Records supplied |
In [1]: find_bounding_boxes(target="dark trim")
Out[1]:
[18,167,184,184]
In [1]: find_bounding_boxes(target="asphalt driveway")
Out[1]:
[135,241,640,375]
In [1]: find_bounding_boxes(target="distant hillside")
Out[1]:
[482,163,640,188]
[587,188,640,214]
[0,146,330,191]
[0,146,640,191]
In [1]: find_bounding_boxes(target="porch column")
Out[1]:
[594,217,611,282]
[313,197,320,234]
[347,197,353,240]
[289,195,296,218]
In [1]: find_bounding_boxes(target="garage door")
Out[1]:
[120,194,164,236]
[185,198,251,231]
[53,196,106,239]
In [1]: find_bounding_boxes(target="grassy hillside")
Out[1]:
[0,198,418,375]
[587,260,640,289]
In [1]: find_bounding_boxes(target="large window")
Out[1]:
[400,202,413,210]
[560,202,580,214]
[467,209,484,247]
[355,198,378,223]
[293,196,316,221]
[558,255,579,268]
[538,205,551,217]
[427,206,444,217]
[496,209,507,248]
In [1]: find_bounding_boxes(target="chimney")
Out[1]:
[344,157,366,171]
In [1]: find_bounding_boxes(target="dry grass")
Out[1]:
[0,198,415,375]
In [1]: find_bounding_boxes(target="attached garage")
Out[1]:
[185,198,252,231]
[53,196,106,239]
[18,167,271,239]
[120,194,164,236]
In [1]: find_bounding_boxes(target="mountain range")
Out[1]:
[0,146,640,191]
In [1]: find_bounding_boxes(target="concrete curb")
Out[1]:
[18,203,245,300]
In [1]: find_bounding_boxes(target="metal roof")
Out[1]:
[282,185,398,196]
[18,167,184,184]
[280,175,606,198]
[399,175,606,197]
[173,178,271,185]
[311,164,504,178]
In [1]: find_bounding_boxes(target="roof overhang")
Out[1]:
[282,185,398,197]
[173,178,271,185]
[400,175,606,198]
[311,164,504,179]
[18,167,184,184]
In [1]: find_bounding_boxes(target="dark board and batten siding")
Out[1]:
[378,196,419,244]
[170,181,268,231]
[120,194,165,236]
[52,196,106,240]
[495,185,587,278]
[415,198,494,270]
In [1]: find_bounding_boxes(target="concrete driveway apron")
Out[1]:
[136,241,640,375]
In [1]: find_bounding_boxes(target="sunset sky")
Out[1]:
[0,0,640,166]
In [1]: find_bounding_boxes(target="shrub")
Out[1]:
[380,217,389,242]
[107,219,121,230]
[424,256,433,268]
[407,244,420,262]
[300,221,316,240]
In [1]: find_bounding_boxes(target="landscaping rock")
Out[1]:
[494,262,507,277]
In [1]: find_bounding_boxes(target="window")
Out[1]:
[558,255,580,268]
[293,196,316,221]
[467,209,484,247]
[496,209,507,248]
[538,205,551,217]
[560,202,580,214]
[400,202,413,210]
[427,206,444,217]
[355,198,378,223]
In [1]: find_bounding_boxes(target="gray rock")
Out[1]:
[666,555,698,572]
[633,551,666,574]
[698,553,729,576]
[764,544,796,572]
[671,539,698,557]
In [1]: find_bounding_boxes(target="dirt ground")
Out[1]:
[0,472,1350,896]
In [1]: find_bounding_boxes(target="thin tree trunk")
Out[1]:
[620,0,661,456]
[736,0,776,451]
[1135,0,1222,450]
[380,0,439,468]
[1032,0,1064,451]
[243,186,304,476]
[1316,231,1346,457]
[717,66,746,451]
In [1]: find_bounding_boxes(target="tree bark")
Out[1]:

Work instructions | Copy every line of the records above without any changes, from the first line to the last.

Answer to this problem |
In [1]: find_bounding_boxes(target="dark trim")
Out[1]:
[18,167,184,184]
In [1]: find_bounding_boxes(target="asphalt driveway")
Out[1]:
[135,241,640,375]
In [1]: find_bounding_boxes(target="distant hillside")
Out[1]:
[482,163,640,188]
[587,188,640,214]
[0,146,330,191]
[0,146,640,191]
In [1]: find_bounding_boxes(target="porch column")
Out[1]:
[594,217,611,282]
[313,197,320,234]
[347,197,353,240]
[289,195,296,218]
In [1]: find_bounding_boxes(target="garage door")
Out[1]:
[120,194,164,236]
[185,198,251,231]
[53,196,106,239]
In [1]: find_bounding_boxes(target="grassy hillside")
Out[1]:
[0,198,418,375]
[587,260,640,289]
In [1]: find_bounding_boxes(target="large window")
Out[1]:
[400,202,413,210]
[560,202,580,214]
[467,209,484,247]
[355,198,378,223]
[293,196,316,221]
[558,255,579,268]
[538,205,551,217]
[427,206,444,217]
[496,209,507,248]
In [1]: find_bounding_boxes(target="chimney")
Out[1]:
[344,157,366,171]
In [1]: find_bounding_boxes(target="dry grass")
Out[1]:
[0,198,415,375]
In [1]: find_bounding_boxes(target="attached garage")
Out[1]:
[185,198,252,231]
[53,196,106,239]
[18,167,271,239]
[120,194,164,236]
In [1]: find_bounding_boxes(target="mountain range")
Out[1]:
[0,146,640,191]
In [1]: find_bounding_boxes(target="concrete curb")
Out[1]:
[18,203,245,300]
In [1]: find_bounding_boxes(target="metal roof")
Out[1]:
[282,185,398,196]
[18,167,184,184]
[280,175,606,198]
[399,175,606,197]
[173,178,271,185]
[311,164,504,178]
In [1]: find_bounding_boxes(target="roof overhang")
Out[1]:
[282,185,398,197]
[173,178,271,185]
[400,175,606,198]
[311,164,504,179]
[18,167,184,184]
In [1]: find_bounding_boxes(target="dark board and batten siding")
Out[1]:
[378,196,419,244]
[170,181,268,231]
[120,194,165,236]
[52,196,106,240]
[495,185,587,278]
[415,198,494,270]
In [1]: find_bounding_boxes(target="concrete driveway apron")
Out[1]:
[136,241,640,375]
In [1]: find_bounding_boxes(target="sunset sky")
Out[1]:
[0,0,640,166]
In [1]: find_bounding_boxes(target="shrub")
Out[1]:
[380,217,389,242]
[107,219,121,230]
[424,256,433,268]
[407,244,420,262]
[300,221,316,240]
In [1]: find_bounding_boxes(target="landscaping rock")
Out[1]:
[494,262,507,277]
In [1]: find_bounding_boxes(target="window")
Out[1]:
[558,255,580,268]
[293,196,316,221]
[467,209,484,247]
[496,209,507,248]
[538,205,551,217]
[560,202,580,214]
[400,202,413,210]
[427,206,444,217]
[355,198,378,223]
In [1]: find_bounding_boxes(target="gray rock")
Out[1]:
[666,555,698,572]
[633,551,666,574]
[698,553,729,576]
[764,544,796,572]
[671,539,698,557]
In [1]: find_bounding_boxes(target="dirt ground")
Out[1]:
[0,472,1350,896]
In [1]: find_bounding_boxes(target="thin tree trunk")
Out[1]:
[620,0,661,456]
[736,0,776,451]
[1135,0,1222,450]
[380,0,439,468]
[1032,0,1064,451]
[243,186,304,476]
[1316,231,1346,457]
[717,66,746,451]
In [1]: find_bounding_boxes(target="tree bark")
Out[1]:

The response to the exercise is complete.